SOURCE PASSAGE Block Start

Chardet 7.0.0 Relicensing Event And Legitimacy Dispute
Sources: 1 • Confidence: High • Updated: 2026-03-08 21:23
Key takeaways
- Mark Pilgrim argues that chardet 7.0.0 cannot be relicensed to MIT because it is a modification of LGPL-licensed work and is not a valid clean-room implementation given maintainer prior exposure.
- A key watch item identified is whether low-cost reimplementation from test suites will cause software to re-emerge under more permissive, open source, or proprietary licenses at scale.
- Coding agents can generate a fresh codebase from a specification and tests much faster than traditional multi-team clean-room processes, approximating a clean-room implementation workflow.
- Dan Blanchard reports using JPlag and obtaining low similarity scores for chardet 7.0.0 versus prior versions (maximum around 1.29% vs recent releases and 0.64% vs 1.1), while older versions show 80–93% similarities with each other.
- Dan Blanchard asserts that chardet 7.0.0 is an independent work and therefore can be MIT licensed despite the project’s LGPL history.
Sections
Chardet 7.0.0 Relicensing Event And Legitimacy Dispute
- Mark Pilgrim argues that chardet 7.0.0 cannot be relicensed to MIT because it is a modification of LGPL-licensed work and is not a valid clean-room implementation given maintainer prior exposure.
- Dan Blanchard asserts that chardet 7.0.0 is an independent work and therefore can be MIT licensed despite the project’s LGPL history.
- The chardet project was released in 2006 under the LGPL by Mark Pilgrim and has been maintained by others since 2011, with Dan Blanchard responsible for every release since version 1.1 (July 2012).
- Dan Blanchard released chardet 7.0.0 described as a ground-up MIT-licensed rewrite that keeps the same package name and public API as a drop-in replacement for 5.x/6.x.
- Dan Blanchard acknowledges that no traditional clean-room separation existed because he had extensive prior knowledge of the original chardet codebase from maintaining it for over a decade.
- Simon expects the chardet relicensing dispute to be difficult to resolve definitively and personally leans toward the rewrite being legitimate while considering both sides credible.

SOURCE PASSAGE Block End
SUPPLIED INFORMATION Block Start

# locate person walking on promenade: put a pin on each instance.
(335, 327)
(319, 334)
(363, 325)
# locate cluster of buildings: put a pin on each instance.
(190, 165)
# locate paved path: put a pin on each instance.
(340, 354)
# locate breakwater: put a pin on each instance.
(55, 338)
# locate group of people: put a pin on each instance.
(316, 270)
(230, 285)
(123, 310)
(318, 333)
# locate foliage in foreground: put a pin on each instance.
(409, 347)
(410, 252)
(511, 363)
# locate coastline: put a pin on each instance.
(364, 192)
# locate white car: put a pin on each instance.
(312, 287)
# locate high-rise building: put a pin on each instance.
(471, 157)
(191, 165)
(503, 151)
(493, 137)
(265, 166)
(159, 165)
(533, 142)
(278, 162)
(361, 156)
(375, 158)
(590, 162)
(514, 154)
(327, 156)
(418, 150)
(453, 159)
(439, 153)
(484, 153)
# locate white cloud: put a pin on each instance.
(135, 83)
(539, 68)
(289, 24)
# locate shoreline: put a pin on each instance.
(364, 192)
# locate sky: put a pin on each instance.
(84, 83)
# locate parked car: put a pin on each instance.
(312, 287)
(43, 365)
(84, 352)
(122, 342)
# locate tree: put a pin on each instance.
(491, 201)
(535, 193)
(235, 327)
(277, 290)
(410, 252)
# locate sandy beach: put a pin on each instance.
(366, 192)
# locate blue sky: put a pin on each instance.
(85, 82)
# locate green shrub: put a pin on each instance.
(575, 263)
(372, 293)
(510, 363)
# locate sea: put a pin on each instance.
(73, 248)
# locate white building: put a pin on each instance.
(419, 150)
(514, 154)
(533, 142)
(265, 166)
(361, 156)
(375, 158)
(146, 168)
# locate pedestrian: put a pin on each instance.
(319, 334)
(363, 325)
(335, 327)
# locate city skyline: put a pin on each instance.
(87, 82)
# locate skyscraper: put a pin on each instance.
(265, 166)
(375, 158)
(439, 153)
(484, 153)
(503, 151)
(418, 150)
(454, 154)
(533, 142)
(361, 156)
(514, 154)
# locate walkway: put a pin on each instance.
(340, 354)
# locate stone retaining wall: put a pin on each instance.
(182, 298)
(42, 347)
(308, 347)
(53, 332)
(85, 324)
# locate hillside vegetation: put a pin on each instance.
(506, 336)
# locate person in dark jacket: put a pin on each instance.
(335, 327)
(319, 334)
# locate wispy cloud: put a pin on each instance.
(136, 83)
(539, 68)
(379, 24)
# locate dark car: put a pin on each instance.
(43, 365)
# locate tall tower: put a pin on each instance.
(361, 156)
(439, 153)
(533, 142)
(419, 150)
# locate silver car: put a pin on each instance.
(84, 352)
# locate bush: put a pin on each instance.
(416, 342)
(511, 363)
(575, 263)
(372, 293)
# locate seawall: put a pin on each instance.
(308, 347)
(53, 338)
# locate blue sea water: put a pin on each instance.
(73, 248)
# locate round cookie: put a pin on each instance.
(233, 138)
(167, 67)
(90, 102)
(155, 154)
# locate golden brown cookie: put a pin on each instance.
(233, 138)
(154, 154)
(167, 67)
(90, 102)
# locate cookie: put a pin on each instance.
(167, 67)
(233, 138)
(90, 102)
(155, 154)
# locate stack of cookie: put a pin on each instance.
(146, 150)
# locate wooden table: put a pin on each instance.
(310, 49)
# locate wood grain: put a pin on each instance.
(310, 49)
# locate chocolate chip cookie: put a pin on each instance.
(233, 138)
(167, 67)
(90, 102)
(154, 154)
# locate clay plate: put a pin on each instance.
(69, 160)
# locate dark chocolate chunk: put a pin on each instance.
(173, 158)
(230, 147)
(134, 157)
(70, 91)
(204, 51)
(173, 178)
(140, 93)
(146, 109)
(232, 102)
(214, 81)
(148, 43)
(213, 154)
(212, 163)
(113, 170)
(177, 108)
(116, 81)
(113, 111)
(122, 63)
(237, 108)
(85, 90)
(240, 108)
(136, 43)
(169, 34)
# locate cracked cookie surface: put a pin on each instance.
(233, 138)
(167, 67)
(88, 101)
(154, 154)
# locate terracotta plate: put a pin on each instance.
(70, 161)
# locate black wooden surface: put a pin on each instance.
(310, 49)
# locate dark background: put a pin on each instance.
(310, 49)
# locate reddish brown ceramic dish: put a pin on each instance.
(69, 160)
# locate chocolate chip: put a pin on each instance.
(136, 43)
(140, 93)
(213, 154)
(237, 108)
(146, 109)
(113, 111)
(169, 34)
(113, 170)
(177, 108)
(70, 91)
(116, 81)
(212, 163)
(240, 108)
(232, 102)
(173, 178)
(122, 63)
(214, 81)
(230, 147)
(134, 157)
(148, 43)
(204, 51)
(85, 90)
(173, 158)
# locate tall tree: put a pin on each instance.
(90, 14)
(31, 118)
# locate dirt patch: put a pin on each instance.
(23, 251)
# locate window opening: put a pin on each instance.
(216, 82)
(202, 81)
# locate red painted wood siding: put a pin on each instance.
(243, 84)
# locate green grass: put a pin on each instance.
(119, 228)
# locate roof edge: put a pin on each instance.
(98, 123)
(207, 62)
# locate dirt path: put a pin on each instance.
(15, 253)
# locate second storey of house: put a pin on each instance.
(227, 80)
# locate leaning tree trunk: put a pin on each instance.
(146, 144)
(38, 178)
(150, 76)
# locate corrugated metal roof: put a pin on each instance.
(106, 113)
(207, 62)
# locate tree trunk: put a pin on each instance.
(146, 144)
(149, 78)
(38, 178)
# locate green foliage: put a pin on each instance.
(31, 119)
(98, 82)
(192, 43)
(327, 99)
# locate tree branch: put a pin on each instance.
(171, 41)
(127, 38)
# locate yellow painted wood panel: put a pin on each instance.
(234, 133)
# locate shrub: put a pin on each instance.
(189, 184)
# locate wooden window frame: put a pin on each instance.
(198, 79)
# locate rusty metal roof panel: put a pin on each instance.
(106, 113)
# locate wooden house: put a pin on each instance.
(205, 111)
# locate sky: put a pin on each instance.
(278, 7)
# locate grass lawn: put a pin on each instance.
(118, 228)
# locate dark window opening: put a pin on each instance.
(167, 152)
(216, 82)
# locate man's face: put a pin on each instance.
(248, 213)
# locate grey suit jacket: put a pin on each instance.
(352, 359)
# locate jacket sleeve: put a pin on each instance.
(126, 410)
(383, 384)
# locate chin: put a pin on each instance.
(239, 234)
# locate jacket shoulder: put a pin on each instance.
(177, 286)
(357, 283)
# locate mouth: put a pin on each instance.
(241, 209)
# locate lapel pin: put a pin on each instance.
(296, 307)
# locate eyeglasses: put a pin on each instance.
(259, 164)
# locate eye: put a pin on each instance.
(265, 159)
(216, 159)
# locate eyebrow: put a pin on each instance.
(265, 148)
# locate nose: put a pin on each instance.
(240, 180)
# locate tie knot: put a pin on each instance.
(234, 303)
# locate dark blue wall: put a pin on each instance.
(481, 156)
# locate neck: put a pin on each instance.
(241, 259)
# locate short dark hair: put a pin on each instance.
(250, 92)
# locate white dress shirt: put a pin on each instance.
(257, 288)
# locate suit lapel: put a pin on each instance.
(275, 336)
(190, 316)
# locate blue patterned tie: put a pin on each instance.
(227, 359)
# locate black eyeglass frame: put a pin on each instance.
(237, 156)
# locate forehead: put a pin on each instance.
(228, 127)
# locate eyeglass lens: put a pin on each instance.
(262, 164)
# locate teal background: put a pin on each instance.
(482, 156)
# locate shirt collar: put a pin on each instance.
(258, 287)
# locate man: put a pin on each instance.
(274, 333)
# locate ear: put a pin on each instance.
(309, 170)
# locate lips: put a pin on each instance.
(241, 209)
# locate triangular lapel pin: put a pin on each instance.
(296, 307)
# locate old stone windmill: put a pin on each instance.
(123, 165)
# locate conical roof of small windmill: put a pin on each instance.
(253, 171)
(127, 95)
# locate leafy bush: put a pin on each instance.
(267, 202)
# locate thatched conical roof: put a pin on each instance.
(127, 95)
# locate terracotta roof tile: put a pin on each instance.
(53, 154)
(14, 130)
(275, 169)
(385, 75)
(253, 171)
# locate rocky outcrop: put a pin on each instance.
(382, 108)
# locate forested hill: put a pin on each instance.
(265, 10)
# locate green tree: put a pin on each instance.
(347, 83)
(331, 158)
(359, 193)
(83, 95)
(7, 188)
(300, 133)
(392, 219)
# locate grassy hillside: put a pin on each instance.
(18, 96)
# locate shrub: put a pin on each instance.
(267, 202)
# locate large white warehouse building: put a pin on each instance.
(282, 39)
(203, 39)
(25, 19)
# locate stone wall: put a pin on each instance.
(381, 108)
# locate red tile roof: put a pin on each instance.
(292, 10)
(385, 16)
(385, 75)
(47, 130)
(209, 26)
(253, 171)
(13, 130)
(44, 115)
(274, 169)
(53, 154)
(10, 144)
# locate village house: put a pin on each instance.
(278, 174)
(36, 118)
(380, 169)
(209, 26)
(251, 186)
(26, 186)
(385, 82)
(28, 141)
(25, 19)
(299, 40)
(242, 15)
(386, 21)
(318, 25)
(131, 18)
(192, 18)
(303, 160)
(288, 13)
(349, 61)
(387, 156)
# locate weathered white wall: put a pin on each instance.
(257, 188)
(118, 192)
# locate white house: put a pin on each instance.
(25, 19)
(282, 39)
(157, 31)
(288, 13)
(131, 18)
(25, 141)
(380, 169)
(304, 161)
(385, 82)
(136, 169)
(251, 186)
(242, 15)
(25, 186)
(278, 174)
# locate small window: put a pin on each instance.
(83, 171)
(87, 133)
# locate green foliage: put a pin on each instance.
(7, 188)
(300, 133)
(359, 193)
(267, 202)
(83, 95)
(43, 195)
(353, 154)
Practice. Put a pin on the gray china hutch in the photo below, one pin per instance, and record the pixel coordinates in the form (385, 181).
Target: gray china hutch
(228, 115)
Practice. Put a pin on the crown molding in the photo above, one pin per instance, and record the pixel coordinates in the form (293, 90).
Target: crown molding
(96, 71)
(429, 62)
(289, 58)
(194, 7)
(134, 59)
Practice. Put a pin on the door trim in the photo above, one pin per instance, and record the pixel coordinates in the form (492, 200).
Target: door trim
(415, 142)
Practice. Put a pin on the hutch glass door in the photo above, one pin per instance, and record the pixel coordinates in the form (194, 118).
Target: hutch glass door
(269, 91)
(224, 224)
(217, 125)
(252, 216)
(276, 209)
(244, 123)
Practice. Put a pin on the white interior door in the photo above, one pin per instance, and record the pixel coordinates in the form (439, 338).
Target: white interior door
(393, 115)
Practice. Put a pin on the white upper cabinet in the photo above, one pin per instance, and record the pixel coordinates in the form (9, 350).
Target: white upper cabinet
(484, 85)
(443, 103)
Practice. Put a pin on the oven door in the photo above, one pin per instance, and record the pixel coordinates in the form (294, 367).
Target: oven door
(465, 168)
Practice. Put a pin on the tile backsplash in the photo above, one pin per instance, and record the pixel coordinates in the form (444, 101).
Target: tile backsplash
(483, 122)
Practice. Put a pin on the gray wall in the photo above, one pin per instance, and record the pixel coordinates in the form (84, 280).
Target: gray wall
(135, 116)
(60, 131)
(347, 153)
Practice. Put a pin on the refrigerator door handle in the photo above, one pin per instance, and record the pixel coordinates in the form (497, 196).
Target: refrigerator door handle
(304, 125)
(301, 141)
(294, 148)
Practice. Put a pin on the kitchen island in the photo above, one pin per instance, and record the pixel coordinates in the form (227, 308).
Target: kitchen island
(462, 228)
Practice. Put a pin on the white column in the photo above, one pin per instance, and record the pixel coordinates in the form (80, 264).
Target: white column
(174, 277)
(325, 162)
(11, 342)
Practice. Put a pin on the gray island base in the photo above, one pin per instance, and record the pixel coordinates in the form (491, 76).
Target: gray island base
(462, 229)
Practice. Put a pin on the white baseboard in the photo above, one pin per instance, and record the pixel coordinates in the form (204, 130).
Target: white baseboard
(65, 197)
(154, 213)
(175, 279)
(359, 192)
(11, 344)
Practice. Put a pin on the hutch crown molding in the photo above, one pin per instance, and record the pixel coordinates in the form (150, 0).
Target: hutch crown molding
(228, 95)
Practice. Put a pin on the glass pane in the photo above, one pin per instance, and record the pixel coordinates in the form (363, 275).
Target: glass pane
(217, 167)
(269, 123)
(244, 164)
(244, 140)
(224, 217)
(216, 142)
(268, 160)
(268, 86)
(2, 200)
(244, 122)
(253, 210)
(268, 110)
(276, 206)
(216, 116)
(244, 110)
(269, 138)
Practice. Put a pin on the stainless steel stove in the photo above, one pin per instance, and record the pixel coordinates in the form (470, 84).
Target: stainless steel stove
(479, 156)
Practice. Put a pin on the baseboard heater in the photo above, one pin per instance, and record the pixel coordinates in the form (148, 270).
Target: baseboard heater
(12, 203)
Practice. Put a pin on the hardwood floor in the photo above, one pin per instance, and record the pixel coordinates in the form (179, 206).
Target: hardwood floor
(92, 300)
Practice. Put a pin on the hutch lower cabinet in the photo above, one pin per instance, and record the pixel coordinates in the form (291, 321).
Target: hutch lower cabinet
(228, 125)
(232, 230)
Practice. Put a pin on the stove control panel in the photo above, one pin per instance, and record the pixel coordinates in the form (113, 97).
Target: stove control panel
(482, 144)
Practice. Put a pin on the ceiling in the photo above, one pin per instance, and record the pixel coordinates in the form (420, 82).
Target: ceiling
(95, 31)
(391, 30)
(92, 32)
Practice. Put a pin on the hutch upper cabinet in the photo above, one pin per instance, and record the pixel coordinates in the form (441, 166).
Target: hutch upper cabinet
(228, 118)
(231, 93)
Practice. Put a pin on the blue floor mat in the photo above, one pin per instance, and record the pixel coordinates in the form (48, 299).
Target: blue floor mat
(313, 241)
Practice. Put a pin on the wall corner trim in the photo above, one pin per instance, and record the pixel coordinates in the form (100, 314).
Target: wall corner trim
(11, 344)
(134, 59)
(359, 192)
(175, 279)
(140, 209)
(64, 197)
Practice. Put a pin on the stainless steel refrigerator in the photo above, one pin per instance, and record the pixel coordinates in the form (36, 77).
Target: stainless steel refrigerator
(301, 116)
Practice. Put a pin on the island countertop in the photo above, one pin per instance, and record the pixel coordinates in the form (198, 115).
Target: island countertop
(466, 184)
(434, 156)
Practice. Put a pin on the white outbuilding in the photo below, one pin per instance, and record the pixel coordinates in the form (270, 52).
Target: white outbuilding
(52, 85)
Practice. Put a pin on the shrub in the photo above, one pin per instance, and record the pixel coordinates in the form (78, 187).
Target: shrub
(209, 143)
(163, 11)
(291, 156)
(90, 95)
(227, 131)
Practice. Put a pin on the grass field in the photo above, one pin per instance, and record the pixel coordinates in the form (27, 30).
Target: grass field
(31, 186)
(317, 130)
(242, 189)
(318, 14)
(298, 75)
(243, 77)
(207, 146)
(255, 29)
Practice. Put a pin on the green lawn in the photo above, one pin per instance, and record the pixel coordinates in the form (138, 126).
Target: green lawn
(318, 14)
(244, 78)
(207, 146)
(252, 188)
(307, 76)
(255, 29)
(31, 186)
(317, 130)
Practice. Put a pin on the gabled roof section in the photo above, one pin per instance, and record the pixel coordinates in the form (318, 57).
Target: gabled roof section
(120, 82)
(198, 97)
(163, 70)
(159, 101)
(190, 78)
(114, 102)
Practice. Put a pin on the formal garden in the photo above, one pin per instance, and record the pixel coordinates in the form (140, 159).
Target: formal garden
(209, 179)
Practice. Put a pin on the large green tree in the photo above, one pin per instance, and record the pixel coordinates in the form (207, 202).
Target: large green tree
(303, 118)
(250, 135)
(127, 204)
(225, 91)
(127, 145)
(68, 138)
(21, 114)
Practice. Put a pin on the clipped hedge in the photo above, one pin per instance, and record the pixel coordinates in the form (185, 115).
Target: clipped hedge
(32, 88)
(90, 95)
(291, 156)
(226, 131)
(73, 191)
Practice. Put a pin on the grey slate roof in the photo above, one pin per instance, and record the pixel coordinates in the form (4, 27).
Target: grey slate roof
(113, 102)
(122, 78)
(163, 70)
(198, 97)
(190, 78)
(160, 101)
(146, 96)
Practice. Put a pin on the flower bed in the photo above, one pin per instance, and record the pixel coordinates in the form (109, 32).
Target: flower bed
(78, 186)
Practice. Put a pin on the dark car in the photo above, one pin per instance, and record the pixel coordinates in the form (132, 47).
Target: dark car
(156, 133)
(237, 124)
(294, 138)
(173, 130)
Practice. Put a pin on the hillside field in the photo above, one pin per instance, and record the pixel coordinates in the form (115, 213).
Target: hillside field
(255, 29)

SUPPLIED INFORMATION Block End

APPLY WHAT YOU READ ▸
a: Translate this sentence from the chardet summary into Spanish: "Dan Blanchard asserts that chardet 7.0.0 is an independent work and therefore can be MIT licensed despite the project’s LGPL history."
b: From the chardet summary, extract everything from "- A key watch" down to "with each other.".
c: Answer these questions using the chardet summary:
(i) In what year did Mark Pilgrim release chardet under the LGPL?
(ii) What tool did Dan Blanchard use to compare chardet 7.0.0 with earlier versions?
(iii) Which versions is chardet 7.0.0 meant to replace as a drop-in?
Use only the chardet summary, not the data.

ANSWERS BY ITEM NUMBER ▸
a: Dan Blanchard afirma que chardet 7.0.0 es una obra independiente y que, por lo tanto, puede tener licencia MIT a pesar del historial LGPL del proyecto.

b:
- A key watch item identified is whether low-cost reimplementation from test suites will cause software to re-emerge under more permissive, open source, or proprietary licenses at scale.
- Coding agents can generate a fresh codebase from a specification and tests much faster than traditional multi-team clean-room processes, approximating a clean-room implementation workflow.
- Dan Blanchard reports using JPlag and obtaining low similarity scores for chardet 7.0.0 versus prior versions (maximum around 1.29% vs recent releases and 0.64% vs 1.1), while older versions show 80–93% similarities with each other.

c:
(i) 2006
(ii) JPlag
(iii) 5.x/6.x